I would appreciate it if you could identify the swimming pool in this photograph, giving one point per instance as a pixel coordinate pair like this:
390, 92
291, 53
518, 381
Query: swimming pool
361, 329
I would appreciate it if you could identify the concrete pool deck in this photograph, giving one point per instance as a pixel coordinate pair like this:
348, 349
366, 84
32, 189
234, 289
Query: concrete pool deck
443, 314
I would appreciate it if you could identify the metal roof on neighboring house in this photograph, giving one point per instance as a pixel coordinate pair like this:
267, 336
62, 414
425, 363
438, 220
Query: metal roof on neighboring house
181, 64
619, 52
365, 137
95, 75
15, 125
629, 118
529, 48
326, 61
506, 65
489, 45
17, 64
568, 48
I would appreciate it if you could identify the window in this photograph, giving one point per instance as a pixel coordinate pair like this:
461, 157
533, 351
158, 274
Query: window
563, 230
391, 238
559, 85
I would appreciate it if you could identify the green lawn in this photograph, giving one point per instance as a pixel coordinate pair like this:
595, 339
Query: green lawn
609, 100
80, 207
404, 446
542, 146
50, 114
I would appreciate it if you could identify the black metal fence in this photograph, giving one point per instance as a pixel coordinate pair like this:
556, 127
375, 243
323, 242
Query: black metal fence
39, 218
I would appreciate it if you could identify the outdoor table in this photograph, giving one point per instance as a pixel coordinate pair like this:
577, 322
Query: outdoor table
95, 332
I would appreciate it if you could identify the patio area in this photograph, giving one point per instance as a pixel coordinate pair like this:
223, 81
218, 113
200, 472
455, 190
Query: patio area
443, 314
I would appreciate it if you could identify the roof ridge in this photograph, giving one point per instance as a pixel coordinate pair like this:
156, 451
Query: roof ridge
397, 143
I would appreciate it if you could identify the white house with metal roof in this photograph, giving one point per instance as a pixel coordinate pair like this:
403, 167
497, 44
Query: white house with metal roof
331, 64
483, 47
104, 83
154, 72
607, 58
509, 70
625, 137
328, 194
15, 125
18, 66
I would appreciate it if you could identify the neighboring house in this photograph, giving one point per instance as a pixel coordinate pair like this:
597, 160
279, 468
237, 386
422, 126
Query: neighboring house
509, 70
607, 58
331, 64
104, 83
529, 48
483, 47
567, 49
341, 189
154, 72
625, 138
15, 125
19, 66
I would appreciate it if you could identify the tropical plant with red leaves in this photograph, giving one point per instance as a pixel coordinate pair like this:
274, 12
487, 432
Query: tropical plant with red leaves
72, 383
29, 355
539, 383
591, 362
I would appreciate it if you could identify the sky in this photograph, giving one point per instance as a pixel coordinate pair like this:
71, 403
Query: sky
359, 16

* _Task to complete_: An exact copy of the listing above is needed, so write it out again.

* _Result_:
I would appreciate it if you could identify the swimming pool in this photograph, giving one point per instance as a pixel coordinate pair like this:
390, 92
291, 53
518, 381
Query: swimming pool
361, 329
I would appreciate it if you could identify the concrete pool deck in this photograph, giving one point per instance as a pixel coordinate pair like this:
348, 349
366, 84
32, 189
234, 289
Query: concrete pool deck
443, 314
I would appreciate it if you could identify the metal roof on neighboring house in this photograph, giving one point per instance as a pixel coordinate pair like this:
267, 336
62, 414
425, 363
438, 220
Query: metal roof on neighboring house
181, 64
619, 52
365, 137
95, 75
15, 125
629, 118
529, 48
326, 61
506, 65
489, 45
17, 64
568, 48
I would appreciate it if you could identify the window in this photograph, giving one point per instance as a pixel coordinate pair like this:
461, 157
533, 351
158, 274
Query: window
563, 230
391, 238
559, 85
I would appreciate it if you could identify the green lawn in this photograph, giving one point per instance as a pixel coordinate pair like this:
595, 339
Query: green lawn
609, 100
80, 207
404, 446
542, 146
50, 114
I would appreciate it if you could identify the black metal fence in this photograph, giving one point per instance as a pixel coordinate pair like this:
556, 127
375, 243
323, 242
Query: black metal fence
39, 218
I would appreciate it if you could identify the outdoor table in this photograph, giving one point per instance as a pixel coordinate pair like this:
577, 322
Query: outdoor table
95, 332
I would appreciate it if you could identify the patio area in this photograph, giving one point per instance as a pixel coordinate pair like this:
223, 81
218, 113
200, 472
455, 190
Query: patio area
443, 314
I would appreciate it if you could identify the roof ridge in this photograph, giving one point per instance as a pixel coordinate pair like this:
156, 451
Query: roof ridge
397, 143
I would appreciate it if you could identify the white house with metal roof in this photograph, giving one point per instance as a pixel coordinate pair like this:
403, 167
497, 44
Query: white house with metal roof
331, 64
483, 47
104, 83
154, 72
607, 58
509, 70
625, 137
328, 194
15, 125
18, 66
I would appreciate it if you could identify the neighboring house in this photograph, giving one point per instance as a pixel coordinate pair like this:
597, 160
279, 468
237, 386
422, 126
Query: neighboring house
509, 70
607, 58
331, 64
104, 83
529, 48
483, 47
567, 49
341, 189
154, 72
625, 138
15, 125
19, 66
I would appreciate it if you could identify the tropical plant with red leaves in this photograph, giving one point per instance as a pixel coordinate pair like this:
274, 12
487, 432
Query: tropical plant with red leaves
72, 383
29, 355
539, 383
591, 362
I would appreciate it if you could identify the sky in this photograph, giving one point per instance as a pixel coordinate pair like this:
71, 403
Query: sky
359, 16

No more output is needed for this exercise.